_Tekst do przeczytania_.
··········

Dwa tygodnie temu Katarzyna Sokołowska po raz pierwszy została mamą. Reżyserka pokazów mody i jej partner Artur Kozieja informację o powiększeniu rodziny ogłosili w kwietniu, dziś natomiast są już szczęśliwymi rodzicami synka. Niedługo po tym, jak media obiegły doniesienia o porodzie Sokołowskiej, 49-latka podzieliła się ze światem pierwszym zdjęciem potomka. Jurorka "Top Model" zamieściła wówczas w sieci ujęcie stóp pociechy, pod którym zaroiło się od gratulacji ze strony polskich celebrytów.
Będąc w ciąży, Katarzyna Sokołowska nie rezygnowała z aktywności zawodowej i do samego jej końca pracowała na planie "Top Model". Po porodzie reżyserka pokazów mody dość szybko zdecydowała się natomiast powrócić na salony i w poniedziałek pojawiła się na konferencji show TVN.
Choć Sokołowska nie ukrywała przed światem zarówno błogosławionego stanu, jak i informacji o narodzinach pociechy, nie da się nie zauważyć, że do kwestii dzielenia się macierzyńskim szczęściem ze światem podchodzi nieco inaczej niż wiele innych celebrytek. Reżyserka pokazów mody nie zasypuje instagramowego profilu zdjęciami potomka, wciąż nie wyjawiła również fanom jego imienia. Wygląda jednak na to, że w tej kwestii postanowił wyręczyć ją kolega z jury "Top Model", Marcin Tyszka.

··········

(Wpisy z adnotacjami współrzędnych)
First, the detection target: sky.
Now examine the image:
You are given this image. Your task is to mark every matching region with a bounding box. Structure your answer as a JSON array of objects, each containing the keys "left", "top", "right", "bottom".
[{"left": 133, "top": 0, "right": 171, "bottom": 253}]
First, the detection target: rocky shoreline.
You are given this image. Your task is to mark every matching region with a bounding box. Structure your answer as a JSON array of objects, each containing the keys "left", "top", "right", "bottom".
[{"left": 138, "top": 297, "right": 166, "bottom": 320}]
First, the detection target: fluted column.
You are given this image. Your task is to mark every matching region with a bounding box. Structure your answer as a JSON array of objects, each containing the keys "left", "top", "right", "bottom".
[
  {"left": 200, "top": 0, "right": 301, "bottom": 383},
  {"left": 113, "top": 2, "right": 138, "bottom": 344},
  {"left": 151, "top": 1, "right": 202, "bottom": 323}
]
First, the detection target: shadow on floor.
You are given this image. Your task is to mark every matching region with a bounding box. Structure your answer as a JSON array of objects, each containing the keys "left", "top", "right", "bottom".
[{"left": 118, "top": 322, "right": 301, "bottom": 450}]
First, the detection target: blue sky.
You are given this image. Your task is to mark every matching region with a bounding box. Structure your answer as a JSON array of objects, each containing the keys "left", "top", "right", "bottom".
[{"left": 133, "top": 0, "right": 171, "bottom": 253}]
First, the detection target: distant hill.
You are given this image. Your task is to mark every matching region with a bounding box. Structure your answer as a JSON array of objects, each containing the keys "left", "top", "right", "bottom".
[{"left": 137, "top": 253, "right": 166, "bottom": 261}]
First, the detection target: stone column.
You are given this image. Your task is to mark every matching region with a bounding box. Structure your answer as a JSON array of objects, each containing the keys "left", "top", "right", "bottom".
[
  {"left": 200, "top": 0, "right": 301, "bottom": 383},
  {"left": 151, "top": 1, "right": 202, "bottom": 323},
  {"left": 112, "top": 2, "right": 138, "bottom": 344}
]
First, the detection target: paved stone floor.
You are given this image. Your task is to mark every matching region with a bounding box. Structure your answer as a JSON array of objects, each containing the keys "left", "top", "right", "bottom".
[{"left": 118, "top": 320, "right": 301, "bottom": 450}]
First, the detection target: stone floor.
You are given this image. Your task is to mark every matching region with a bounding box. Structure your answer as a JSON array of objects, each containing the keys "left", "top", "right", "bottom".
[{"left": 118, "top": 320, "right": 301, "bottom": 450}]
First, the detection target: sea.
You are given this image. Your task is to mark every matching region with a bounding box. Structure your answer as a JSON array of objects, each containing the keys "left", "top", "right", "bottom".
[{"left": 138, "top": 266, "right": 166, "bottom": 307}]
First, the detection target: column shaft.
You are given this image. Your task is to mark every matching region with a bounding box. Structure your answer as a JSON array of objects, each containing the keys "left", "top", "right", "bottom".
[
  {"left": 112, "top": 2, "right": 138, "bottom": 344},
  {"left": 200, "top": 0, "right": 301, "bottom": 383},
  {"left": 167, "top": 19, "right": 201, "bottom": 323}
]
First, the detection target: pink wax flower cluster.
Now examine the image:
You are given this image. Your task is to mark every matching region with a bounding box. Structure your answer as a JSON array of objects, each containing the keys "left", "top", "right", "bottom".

··········

Odpowiedz krótko na pytania do tekstu:
1. W którym miesiącu Katarzyna Sokołowska i Artur Kozieja ogłosili powiększenie rodziny?
2. Na konferencji show jakiej stacji Sokołowska pojawiła się w poniedziałek?
3. Czego Sokołowska wciąż nie wyjawiła fanom?
Wykaz nie ma żadnego związku z tekstem.

1. W kwietniu.
2. TVN.
3. Imienia synka.